Exercise aim:
Starting at the line that contains "neck in the photo above.", copy each line through the final one exactly as written.

Supplied material:
▬▬▬▬▬▬▬▬▬▬

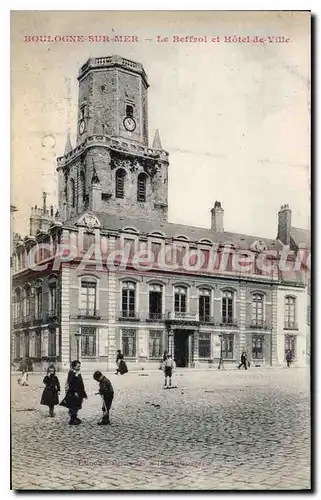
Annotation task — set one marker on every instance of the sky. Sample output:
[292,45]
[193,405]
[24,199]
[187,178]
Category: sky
[234,116]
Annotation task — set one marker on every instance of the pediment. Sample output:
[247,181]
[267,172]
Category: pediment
[90,221]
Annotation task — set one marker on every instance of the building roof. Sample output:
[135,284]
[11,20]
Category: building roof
[171,230]
[300,237]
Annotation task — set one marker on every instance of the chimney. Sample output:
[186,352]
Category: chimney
[217,218]
[95,192]
[284,225]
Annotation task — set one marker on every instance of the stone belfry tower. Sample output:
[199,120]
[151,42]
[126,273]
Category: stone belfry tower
[112,169]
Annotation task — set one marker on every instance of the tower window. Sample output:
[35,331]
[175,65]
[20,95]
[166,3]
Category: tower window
[73,193]
[129,110]
[141,187]
[82,187]
[120,183]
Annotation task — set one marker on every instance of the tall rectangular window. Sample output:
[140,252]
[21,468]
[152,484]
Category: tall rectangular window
[38,302]
[257,310]
[227,307]
[156,343]
[88,296]
[290,303]
[155,301]
[204,305]
[88,240]
[88,341]
[52,343]
[38,345]
[26,345]
[17,346]
[53,299]
[227,346]
[128,299]
[290,345]
[180,300]
[257,346]
[129,343]
[204,346]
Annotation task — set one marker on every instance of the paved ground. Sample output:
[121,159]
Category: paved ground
[217,430]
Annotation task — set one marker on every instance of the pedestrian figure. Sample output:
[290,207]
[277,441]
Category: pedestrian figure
[243,360]
[168,366]
[23,380]
[164,358]
[51,391]
[288,358]
[121,365]
[107,394]
[75,393]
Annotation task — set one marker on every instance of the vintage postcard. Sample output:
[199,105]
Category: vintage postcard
[160,257]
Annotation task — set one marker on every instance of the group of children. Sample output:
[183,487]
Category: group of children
[75,393]
[75,390]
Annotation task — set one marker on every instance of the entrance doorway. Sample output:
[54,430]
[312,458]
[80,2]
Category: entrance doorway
[181,348]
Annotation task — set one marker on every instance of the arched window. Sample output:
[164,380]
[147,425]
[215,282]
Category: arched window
[128,299]
[228,307]
[289,309]
[73,193]
[180,300]
[120,183]
[82,187]
[204,304]
[88,297]
[38,305]
[155,301]
[257,310]
[27,301]
[17,300]
[141,187]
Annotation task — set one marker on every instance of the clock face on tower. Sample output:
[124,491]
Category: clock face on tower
[82,126]
[129,124]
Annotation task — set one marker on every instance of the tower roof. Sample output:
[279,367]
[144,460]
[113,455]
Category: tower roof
[110,61]
[157,142]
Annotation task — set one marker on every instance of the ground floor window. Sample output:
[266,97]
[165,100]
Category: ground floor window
[204,345]
[129,342]
[88,341]
[26,346]
[156,347]
[52,343]
[227,346]
[257,346]
[38,345]
[17,346]
[290,345]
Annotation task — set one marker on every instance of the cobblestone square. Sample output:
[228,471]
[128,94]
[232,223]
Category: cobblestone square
[217,430]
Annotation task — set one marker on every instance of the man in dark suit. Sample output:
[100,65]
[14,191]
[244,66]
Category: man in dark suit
[75,393]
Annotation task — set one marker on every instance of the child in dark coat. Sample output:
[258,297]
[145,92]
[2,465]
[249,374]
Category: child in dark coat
[107,393]
[50,393]
[75,393]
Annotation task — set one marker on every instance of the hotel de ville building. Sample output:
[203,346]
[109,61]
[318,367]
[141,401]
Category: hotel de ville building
[113,194]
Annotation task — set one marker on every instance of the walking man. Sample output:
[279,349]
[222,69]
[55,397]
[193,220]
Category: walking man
[288,359]
[243,360]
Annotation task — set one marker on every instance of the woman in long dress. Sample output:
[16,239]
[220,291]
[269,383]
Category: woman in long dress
[121,365]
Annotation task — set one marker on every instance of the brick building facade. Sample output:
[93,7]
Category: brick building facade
[113,195]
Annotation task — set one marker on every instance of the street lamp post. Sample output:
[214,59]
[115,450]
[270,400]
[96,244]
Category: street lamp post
[78,335]
[221,364]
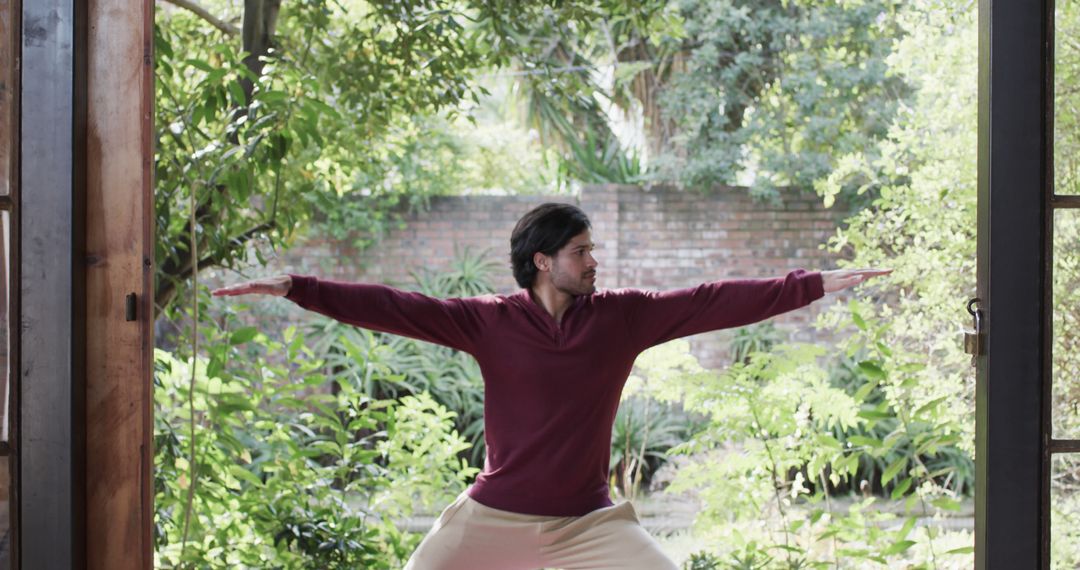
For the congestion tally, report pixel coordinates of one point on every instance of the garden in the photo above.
(305, 443)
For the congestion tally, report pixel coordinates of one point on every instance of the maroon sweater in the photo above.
(551, 391)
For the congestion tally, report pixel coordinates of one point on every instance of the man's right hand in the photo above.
(278, 286)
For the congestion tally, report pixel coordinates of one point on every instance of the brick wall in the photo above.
(655, 239)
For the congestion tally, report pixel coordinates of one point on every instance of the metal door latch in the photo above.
(974, 341)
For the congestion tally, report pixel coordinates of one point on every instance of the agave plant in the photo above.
(388, 366)
(644, 431)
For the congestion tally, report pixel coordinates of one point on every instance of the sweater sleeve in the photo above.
(656, 317)
(455, 323)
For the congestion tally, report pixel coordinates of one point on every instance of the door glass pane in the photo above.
(8, 89)
(1066, 350)
(1065, 512)
(4, 391)
(1067, 97)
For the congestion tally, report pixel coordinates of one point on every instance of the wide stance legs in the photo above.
(469, 535)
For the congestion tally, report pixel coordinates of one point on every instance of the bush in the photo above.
(286, 476)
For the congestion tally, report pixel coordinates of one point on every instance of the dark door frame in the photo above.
(51, 375)
(1016, 204)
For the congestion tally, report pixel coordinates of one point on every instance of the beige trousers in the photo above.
(469, 535)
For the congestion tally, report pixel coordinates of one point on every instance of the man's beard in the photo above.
(578, 287)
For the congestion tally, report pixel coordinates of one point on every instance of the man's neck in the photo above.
(553, 300)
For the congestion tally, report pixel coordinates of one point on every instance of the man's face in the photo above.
(574, 267)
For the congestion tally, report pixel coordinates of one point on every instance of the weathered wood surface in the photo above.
(120, 249)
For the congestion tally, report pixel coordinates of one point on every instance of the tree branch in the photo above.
(191, 5)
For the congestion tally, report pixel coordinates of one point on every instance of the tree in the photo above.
(770, 93)
(261, 126)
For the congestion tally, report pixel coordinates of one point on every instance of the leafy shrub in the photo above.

▬▬▬▬▬▬▬▬▬▬

Finished task:
For the congestion tally, report pixel coordinates of one point on every instance of the man's neck in the photo above.
(553, 300)
For the congestion tally, report pixel coordinates of one point on every instance of the man's face in the photo above.
(574, 267)
For the congestion tally, report pixel coordinates of one point on every instance of the weathered wood surface in the photo above.
(120, 249)
For the congestion tally, report pixel coordinates of one point on every instance of the tree branch in the photo above.
(191, 5)
For the congestion tally, report pixel coordinates of one point on every instance of the tree in the photo above.
(770, 93)
(261, 126)
For the congestion tally, report pixel coordinates of one point on every instance of the leafy shrub in the photo above.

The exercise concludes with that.